• **Goal**
The line containing "of the shoulder" marks the start; return it and every line after it in the listing below, exactly, through the last.

• **Data lines**

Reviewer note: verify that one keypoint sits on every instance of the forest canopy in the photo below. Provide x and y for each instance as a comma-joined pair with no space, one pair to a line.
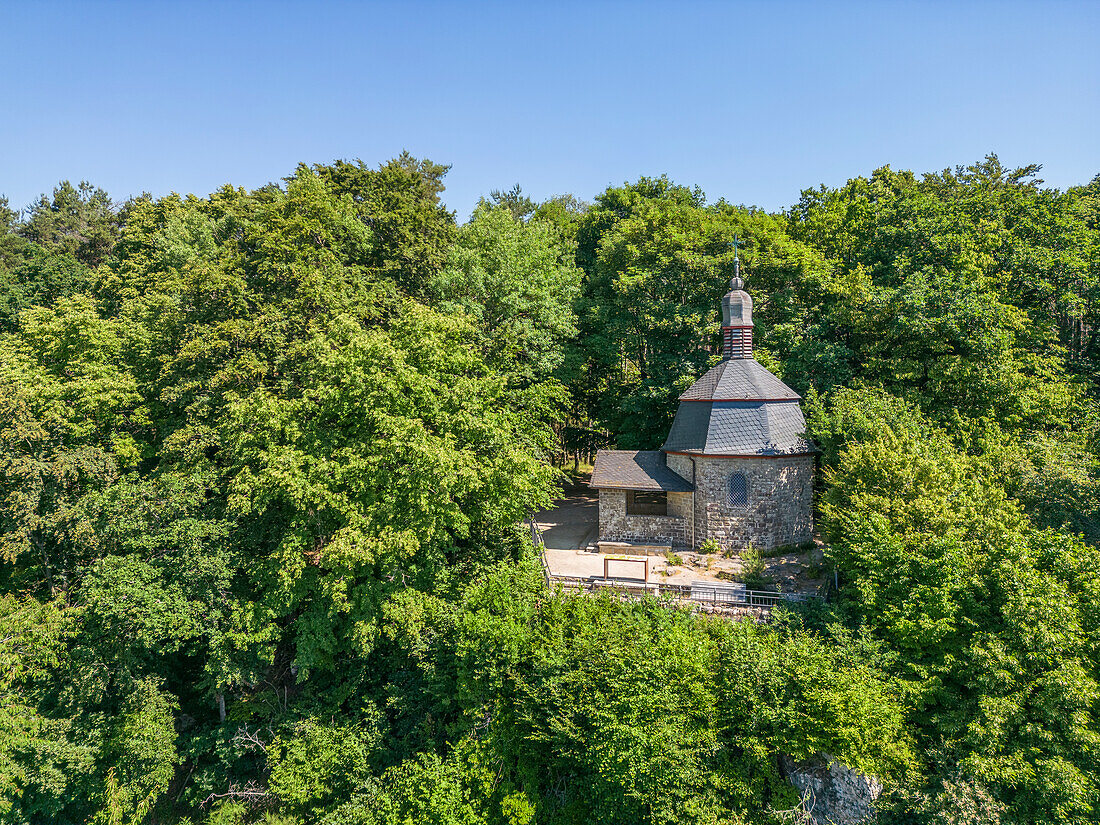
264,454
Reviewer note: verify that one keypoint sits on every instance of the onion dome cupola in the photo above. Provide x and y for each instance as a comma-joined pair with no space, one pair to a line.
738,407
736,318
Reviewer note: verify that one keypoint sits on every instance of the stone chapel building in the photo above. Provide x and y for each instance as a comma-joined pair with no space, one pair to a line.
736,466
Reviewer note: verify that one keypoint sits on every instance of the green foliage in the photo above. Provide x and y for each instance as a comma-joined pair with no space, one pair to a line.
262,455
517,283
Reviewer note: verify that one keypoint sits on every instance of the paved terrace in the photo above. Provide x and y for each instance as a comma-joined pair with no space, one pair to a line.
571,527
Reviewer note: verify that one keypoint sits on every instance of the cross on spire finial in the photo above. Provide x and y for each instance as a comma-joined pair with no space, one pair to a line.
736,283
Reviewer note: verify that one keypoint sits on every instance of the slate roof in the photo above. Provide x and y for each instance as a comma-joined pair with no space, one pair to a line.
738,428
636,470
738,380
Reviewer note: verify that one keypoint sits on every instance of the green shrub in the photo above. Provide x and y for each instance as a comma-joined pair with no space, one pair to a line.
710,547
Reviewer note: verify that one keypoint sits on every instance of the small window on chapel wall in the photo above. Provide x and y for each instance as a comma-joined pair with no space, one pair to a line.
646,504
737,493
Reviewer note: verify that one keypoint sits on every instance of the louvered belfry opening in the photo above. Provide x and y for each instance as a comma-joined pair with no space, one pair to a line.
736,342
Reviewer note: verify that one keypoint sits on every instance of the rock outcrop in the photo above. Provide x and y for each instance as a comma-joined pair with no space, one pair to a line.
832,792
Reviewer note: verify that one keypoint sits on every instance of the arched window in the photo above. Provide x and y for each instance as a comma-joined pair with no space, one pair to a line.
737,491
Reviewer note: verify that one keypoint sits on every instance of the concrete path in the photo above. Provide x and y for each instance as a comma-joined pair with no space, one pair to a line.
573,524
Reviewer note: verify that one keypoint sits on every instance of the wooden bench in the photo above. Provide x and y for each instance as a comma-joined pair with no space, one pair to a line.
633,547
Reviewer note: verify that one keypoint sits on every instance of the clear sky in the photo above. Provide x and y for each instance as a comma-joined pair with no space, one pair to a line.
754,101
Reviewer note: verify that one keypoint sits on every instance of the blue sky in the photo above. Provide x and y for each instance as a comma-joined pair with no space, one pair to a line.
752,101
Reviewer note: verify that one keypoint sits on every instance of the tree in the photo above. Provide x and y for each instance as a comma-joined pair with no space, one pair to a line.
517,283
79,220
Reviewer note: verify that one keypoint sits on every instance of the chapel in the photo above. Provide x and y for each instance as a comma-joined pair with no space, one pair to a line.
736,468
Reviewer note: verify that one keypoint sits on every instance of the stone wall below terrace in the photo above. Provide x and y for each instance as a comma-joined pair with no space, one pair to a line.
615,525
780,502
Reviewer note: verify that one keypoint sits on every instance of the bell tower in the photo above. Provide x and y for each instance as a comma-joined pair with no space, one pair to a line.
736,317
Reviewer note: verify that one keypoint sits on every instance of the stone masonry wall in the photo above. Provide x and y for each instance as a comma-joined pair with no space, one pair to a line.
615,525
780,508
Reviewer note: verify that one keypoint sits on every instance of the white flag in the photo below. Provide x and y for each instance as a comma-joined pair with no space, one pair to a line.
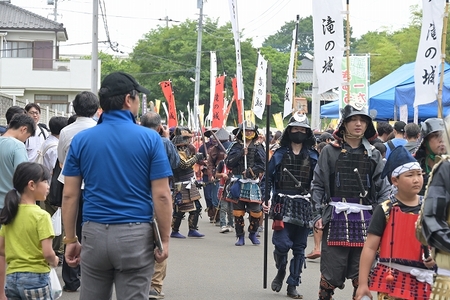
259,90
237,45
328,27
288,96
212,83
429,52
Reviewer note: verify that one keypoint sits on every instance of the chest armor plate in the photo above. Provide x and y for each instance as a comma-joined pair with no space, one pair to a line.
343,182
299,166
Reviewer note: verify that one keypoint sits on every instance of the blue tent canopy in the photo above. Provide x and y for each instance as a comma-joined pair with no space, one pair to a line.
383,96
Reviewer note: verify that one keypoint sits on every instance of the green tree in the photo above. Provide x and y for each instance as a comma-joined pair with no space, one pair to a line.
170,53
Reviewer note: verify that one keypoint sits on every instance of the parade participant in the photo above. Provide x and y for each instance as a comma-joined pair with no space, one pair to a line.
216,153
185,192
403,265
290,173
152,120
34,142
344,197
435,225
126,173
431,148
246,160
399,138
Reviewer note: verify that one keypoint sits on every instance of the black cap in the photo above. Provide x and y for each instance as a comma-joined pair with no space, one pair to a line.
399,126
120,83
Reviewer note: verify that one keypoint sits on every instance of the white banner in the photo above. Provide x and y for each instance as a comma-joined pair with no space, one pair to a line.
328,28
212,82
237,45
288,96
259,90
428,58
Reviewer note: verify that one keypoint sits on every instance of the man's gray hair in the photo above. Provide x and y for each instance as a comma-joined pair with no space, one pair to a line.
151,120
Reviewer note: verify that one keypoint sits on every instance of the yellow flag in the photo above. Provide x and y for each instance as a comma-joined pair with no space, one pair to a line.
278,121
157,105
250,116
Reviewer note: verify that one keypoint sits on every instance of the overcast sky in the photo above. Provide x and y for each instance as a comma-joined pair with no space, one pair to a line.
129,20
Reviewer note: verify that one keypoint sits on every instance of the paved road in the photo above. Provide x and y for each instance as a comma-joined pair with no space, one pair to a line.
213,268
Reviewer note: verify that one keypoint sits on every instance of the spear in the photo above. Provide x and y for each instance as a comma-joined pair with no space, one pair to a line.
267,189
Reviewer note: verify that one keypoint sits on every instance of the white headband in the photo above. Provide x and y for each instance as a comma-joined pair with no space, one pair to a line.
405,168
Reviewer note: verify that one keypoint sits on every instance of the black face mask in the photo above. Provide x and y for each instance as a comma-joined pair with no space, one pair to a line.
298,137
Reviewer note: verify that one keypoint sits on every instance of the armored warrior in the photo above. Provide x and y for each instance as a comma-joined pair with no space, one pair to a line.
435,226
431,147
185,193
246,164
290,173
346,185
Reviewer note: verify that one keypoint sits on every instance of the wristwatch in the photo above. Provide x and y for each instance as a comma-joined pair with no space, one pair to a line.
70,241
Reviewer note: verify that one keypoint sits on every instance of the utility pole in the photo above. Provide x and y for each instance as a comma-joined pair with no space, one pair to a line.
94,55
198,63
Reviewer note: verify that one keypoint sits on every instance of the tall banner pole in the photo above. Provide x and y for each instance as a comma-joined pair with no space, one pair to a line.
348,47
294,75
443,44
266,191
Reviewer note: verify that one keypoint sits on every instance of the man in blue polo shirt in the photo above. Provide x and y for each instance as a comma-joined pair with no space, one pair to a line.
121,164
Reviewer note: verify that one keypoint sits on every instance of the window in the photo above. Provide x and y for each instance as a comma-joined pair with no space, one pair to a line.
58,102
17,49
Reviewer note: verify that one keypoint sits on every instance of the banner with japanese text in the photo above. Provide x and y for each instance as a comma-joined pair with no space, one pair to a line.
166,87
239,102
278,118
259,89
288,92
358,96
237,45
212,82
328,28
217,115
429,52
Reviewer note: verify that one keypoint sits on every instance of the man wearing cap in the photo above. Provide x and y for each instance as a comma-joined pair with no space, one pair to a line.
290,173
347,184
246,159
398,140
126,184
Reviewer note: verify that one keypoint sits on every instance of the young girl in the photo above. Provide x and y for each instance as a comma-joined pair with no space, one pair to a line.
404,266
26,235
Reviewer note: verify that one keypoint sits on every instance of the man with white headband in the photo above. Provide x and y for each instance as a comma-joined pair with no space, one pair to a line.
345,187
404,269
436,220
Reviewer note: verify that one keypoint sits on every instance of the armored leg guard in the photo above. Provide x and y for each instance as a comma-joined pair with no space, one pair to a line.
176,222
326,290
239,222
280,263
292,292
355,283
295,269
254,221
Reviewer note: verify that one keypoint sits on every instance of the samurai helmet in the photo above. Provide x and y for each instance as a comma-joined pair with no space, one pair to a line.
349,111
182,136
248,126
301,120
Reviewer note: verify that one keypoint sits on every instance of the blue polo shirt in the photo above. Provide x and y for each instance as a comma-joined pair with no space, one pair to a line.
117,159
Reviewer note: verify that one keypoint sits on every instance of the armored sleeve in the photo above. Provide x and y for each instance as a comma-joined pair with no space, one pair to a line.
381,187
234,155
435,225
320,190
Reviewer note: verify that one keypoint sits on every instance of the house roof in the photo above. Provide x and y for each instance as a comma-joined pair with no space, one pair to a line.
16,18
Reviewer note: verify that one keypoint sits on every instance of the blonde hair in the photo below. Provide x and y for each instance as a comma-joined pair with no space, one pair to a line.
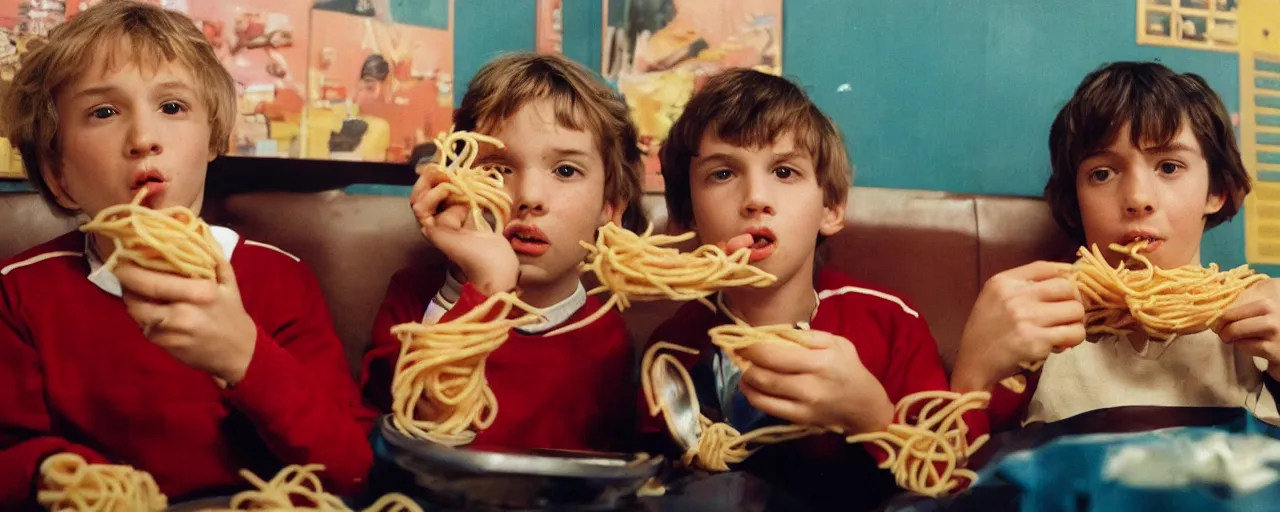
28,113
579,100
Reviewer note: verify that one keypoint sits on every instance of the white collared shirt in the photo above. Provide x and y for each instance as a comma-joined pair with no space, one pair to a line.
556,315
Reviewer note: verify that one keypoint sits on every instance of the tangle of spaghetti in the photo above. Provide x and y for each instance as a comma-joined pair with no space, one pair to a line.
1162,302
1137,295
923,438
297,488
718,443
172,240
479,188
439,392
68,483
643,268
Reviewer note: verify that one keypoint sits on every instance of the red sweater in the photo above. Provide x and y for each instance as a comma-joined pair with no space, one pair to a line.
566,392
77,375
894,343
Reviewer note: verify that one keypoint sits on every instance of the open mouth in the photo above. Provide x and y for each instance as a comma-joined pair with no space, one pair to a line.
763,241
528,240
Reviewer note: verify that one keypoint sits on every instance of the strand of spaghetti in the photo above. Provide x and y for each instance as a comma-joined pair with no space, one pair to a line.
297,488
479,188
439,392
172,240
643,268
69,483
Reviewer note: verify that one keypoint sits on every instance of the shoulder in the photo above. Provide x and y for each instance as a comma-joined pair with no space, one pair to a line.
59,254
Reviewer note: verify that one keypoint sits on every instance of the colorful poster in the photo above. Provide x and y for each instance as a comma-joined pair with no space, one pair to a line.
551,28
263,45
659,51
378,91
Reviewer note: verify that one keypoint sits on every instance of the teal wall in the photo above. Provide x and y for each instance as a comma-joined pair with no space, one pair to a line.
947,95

• **Result for this exercise**
Reviewer note: verify that one keypoint sits on every instance of the shoulder in the photo above. Provide x and y for each instance as a comma-joined pair with no space, one pair to a line.
59,254
Reviewer note: verify that one keypoint sits on every instance of the colorful poster in the photo above. Provide x and y for each instance as a comma-joined pair with no space, one pair to a line.
551,28
263,45
659,51
378,91
Reviewer note: verify that one keypoint sits on every instance of the teal wall in the photo above. Provide x and y for each instance as a comma-joined pair with no space, one pair to a line.
947,95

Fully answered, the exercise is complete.